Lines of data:
## Start

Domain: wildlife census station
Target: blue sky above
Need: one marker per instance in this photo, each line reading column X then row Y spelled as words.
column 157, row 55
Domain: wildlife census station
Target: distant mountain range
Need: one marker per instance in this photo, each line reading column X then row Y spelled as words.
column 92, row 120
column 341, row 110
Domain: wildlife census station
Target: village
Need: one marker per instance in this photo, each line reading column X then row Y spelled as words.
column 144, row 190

## End

SHORT TASK: Reproduce every line of the listing above exactly as it stands.

COMPLETED TASK:
Domain: wildlife census station
Target: blue sky above
Need: one marker per instance in this photo, each line reading column X then row Y spelled as words.
column 157, row 55
Domain: wildlife census station
Target: distant mountain range
Need: one marker per instance in this photo, each line reading column X then row Y spelled as words.
column 92, row 120
column 341, row 110
Domain: wildlife census station
Target: village
Need: one marker per instance in this photo, each line reading column X then row Y spelled as words.
column 144, row 190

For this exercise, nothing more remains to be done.